§ WHAT THIS TASK INVOLVES:
Extend the article on the eastern Mediterranean alliance by writing what comes next after its final sentence.

§ DOCUMENT SECTION:
Mediterranean alliance revives Cold War memories
THREE developments in the eastern Mediterranean since 2008 have produced a geopolitical balance reminiscent of the complicated alliances of the Cold War.
They are the emerging Greece-Cyprus-Israel alliance, the civil war in Syria and the post-Communist Kremlin’s policy in the region.
The Western powers’ strategy there during the Cold War (1947-1991) was closely intertwined with three main factors: the region’s energy resources, the establishment and continued existence of Israel, and the maintenance of Nato’s south-eastern flank.
Greece and Cyprus, Turkey’s traditional enemies, were prevented from establishing close ties with Israel and as Turkey secured Israel the strategic advantages it needed, they became of less importance.
Russia's policy was characterised by a slow but steady strategic and economic penetration into the countries of the eastern Mediterranean.
But since Israeli-Turkish relations became strained from 2008, Greece, Israel and Cyprus have moved closer in an unprecedented political, military and energy relationship, boosted by significant gas discoveries.
Both the United States and the European Union have vigorously supported exploiting these energy deposits, in a bid to reduce the dependence of EU countries on Russia.

§ DATA EXTRACTS:
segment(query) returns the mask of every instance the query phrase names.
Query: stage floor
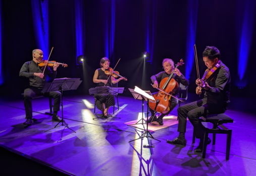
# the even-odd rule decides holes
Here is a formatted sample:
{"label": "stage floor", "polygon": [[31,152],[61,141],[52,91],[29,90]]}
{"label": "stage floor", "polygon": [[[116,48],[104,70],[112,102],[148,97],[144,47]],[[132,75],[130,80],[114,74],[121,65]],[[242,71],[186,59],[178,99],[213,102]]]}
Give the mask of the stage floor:
{"label": "stage floor", "polygon": [[[192,143],[193,128],[189,121],[185,147],[166,142],[178,136],[178,124],[151,133],[161,141],[151,140],[155,146],[152,154],[149,148],[143,147],[147,144],[145,138],[129,143],[141,133],[141,130],[124,124],[139,120],[142,115],[142,102],[132,97],[119,96],[119,110],[116,104],[114,116],[120,119],[107,120],[92,119],[96,114],[92,96],[64,96],[64,120],[76,133],[63,126],[44,132],[57,124],[44,114],[49,111],[46,98],[33,100],[33,118],[38,121],[28,127],[23,125],[25,116],[22,98],[0,100],[0,143],[71,175],[256,175],[255,113],[237,109],[226,111],[234,119],[233,123],[225,125],[232,130],[230,159],[226,160],[225,134],[217,134],[216,144],[208,146],[205,159],[201,153],[194,153],[199,140]],[[170,114],[177,115],[178,106]],[[144,107],[145,112],[145,104]],[[112,108],[110,112],[113,111]],[[100,112],[96,109],[96,113]],[[61,116],[61,111],[58,115]],[[210,137],[212,139],[212,134]]]}

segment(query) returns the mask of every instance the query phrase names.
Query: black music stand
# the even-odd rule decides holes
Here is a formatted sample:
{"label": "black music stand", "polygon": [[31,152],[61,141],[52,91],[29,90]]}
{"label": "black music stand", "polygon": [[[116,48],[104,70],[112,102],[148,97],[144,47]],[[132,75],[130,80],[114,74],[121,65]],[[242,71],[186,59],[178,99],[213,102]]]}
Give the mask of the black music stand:
{"label": "black music stand", "polygon": [[[105,86],[102,87],[96,87],[95,88],[90,88],[89,90],[89,94],[122,94],[124,92],[124,87],[112,87],[109,86]],[[107,96],[107,101],[108,101],[108,96]],[[108,107],[107,107],[108,108]],[[115,118],[121,119],[120,117],[113,117],[111,114],[108,114],[108,111],[107,111],[107,117],[108,120],[109,117],[111,117]],[[104,114],[103,114],[102,117],[97,117],[95,118],[92,119],[98,119],[104,117]]]}
{"label": "black music stand", "polygon": [[[139,90],[138,91],[140,91],[141,92],[141,93],[139,93],[138,92],[139,91],[137,91],[136,90],[137,88],[138,88],[136,86],[135,86],[135,89],[134,89],[134,92],[137,92],[137,93],[138,93],[139,94],[140,94],[141,97],[143,97],[143,98],[145,99],[145,100],[146,100],[147,101],[147,121],[146,121],[146,130],[144,130],[144,131],[143,132],[143,133],[142,134],[141,136],[140,136],[137,139],[134,139],[134,140],[132,140],[131,141],[129,141],[129,142],[132,142],[132,141],[134,141],[136,140],[138,140],[139,139],[142,139],[143,138],[144,138],[144,137],[146,137],[147,139],[147,142],[148,142],[148,145],[143,145],[143,147],[153,147],[154,146],[153,145],[151,145],[149,144],[149,138],[151,138],[152,139],[155,139],[157,141],[159,141],[159,142],[161,142],[158,139],[157,139],[156,138],[155,138],[153,136],[152,136],[152,135],[151,134],[150,132],[149,131],[148,131],[148,114],[149,114],[149,99],[147,98],[145,95],[144,94],[147,94],[146,92],[145,92],[144,91],[142,91],[141,90],[140,90],[139,88],[138,88],[138,89]],[[150,93],[150,91],[149,92],[149,93]],[[142,94],[141,94],[141,93],[143,93],[143,94],[144,94],[144,95],[143,95]],[[150,93],[150,94],[149,94],[149,96],[152,96],[152,95],[151,94],[151,93]],[[146,96],[147,97],[147,96]],[[150,100],[151,101],[151,100]],[[151,150],[150,150],[150,153],[151,153]]]}
{"label": "black music stand", "polygon": [[[42,92],[49,92],[52,91],[61,91],[61,107],[62,107],[62,120],[59,122],[59,123],[54,127],[54,128],[51,128],[49,130],[46,130],[44,132],[46,132],[47,131],[53,129],[54,129],[57,127],[59,127],[60,126],[64,126],[65,127],[68,128],[70,130],[74,131],[75,133],[76,133],[75,131],[70,129],[68,124],[66,123],[66,122],[63,120],[63,91],[68,91],[68,90],[75,90],[77,89],[78,86],[80,85],[81,80],[80,80],[80,78],[60,78],[60,79],[54,79],[52,83],[47,83],[45,84],[45,86],[43,88]],[[61,125],[59,125],[59,124],[61,122],[62,122]]]}
{"label": "black music stand", "polygon": [[[142,101],[142,115],[141,119],[140,119],[138,122],[137,122],[136,123],[135,123],[134,124],[127,125],[127,126],[141,124],[143,125],[143,127],[144,129],[141,129],[140,128],[137,128],[145,130],[145,127],[144,127],[144,125],[144,125],[143,121],[145,122],[145,123],[146,123],[146,121],[143,118],[143,115],[144,114],[144,111],[143,111],[144,101],[145,101],[145,98],[144,98],[144,97],[143,96],[142,96],[140,94],[139,94],[139,93],[137,93],[136,92],[135,92],[134,89],[129,89],[129,88],[128,88],[128,89],[130,91],[130,92],[131,92],[131,93],[132,93],[132,95],[133,96],[133,97],[134,98],[134,99],[135,99],[136,100],[139,100]],[[141,123],[139,123],[139,122],[140,121],[141,121]]]}

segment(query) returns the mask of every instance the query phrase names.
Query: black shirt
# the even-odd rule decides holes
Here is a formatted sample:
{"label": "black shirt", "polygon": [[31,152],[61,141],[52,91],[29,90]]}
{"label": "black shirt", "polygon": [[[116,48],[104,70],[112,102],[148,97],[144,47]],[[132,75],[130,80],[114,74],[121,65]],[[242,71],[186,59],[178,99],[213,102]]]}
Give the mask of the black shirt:
{"label": "black shirt", "polygon": [[206,81],[212,88],[206,91],[203,100],[204,104],[226,107],[230,102],[230,73],[228,68],[221,61],[219,64],[220,68],[214,71]]}
{"label": "black shirt", "polygon": [[38,64],[33,60],[25,62],[20,71],[20,76],[29,78],[29,85],[38,89],[43,89],[46,82],[46,74],[52,79],[56,77],[57,71],[52,71],[48,66],[46,66],[44,71],[44,76],[34,76],[34,73],[42,73],[44,67],[40,68]]}
{"label": "black shirt", "polygon": [[[153,83],[155,82],[155,80],[157,80],[158,82],[159,82],[159,84],[160,84],[161,81],[163,79],[169,77],[169,75],[170,74],[169,74],[165,71],[161,71],[158,74],[152,75],[152,76],[151,76],[150,78],[151,80]],[[188,86],[189,84],[188,80],[187,80],[187,78],[186,78],[182,74],[181,74],[180,76],[179,76],[176,73],[174,73],[172,78],[174,78],[177,82],[178,82],[178,84],[181,83],[182,85],[184,85],[185,86]],[[173,95],[179,98],[179,89],[178,89],[175,92],[174,94],[173,94]]]}

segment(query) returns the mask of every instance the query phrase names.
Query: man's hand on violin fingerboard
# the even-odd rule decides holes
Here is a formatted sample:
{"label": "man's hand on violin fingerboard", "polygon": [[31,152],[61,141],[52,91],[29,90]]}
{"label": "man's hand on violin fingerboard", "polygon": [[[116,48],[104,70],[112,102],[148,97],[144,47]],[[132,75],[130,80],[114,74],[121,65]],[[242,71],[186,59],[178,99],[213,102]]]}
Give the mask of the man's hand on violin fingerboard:
{"label": "man's hand on violin fingerboard", "polygon": [[56,70],[57,69],[58,67],[59,66],[60,66],[60,63],[55,62],[54,64],[54,71],[56,71]]}

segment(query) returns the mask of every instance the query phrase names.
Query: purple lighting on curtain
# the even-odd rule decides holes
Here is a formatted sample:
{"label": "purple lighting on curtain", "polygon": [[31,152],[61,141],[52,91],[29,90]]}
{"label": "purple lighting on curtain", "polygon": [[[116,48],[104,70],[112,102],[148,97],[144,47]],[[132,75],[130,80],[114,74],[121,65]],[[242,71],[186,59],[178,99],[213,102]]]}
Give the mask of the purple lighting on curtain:
{"label": "purple lighting on curtain", "polygon": [[198,4],[198,0],[189,0],[188,2],[185,77],[188,80],[190,77],[195,59],[193,46],[195,41]]}
{"label": "purple lighting on curtain", "polygon": [[84,30],[85,28],[84,27],[83,7],[83,0],[75,1],[76,57],[84,55],[83,41],[85,41],[85,38],[82,31]]}
{"label": "purple lighting on curtain", "polygon": [[37,47],[43,52],[44,58],[49,56],[48,0],[31,0],[34,30]]}
{"label": "purple lighting on curtain", "polygon": [[1,0],[0,0],[0,85],[3,84],[4,83],[4,76],[2,72],[2,7],[1,7]]}
{"label": "purple lighting on curtain", "polygon": [[244,87],[247,84],[247,80],[243,79],[246,73],[251,48],[253,31],[255,1],[254,0],[238,1],[237,10],[240,12],[239,13],[240,15],[237,15],[236,17],[237,34],[239,38],[238,73],[240,80],[237,81],[236,84],[239,87]]}
{"label": "purple lighting on curtain", "polygon": [[[107,14],[109,12],[107,10]],[[109,23],[109,15],[106,15],[105,28],[105,56],[109,58],[111,62],[115,63],[114,48],[115,41],[115,25],[116,21],[116,0],[111,0],[111,23]],[[109,24],[111,25],[109,26]]]}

§ EXERCISE RESULT:
Turkey, a Nato member, has opposed the project and contests the ownership of the fields. As a result, the recently forged Israel-Cyprus-Greece alliance has a well-shaped military character.
Israel and the United States invited Greece to join a joint military exercise in 2012. The overall mission was attack and defend scenarios.
The fact that the Greek and Israeli air forces simulated repelling an attack on offshore natural gas and oil rigs showed that any future threat from Turkey was being covered.
As in the Cold War era, this geostrategic shift of power provoked a response. Turkey and Russia agreed to cooperate on energy and nuclear power, fuelling a new form of US-Russian conflict in the region.
Russia has been attempting to strengthen its position in the region’s markets by establishing energy and defence cooperation, while the US has been seeking to secure its vital interests there.
However, Turkey-Russia cooperation is hampered by the dangerous situation in Syria, where Russia is reluctant to take more serious steps over the government’s actions against opposition forces.
Russia retained a tiny military base at Tartus on Syria’s Mediterranean. It was compelled to evacuate the last of its personnel from Syria as the crisis developed, but because of Russian interests in Cyprus’s troubled banks and its solid existing political, economic and especially military ties to Cyprus, it has sought to replace its dismantled base with a new one on the island.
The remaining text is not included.